[Start of Attachment]
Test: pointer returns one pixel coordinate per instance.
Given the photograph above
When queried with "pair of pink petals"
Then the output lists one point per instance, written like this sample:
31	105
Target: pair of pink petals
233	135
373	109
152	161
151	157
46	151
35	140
[End of Attachment]
**TASK DIRECTIONS:** Copy every entry exactly; no part may be left out.

**OUTPUT FOR THIS EXERCISE:**
Test: pointer returns one pixel coordinate per instance.
Given the photograph above
When queried with "pair of pink petals"
Then the output lists one point per instance, written like this sample:
31	105
Target: pair of pink petals
233	135
373	109
152	161
151	157
46	151
35	140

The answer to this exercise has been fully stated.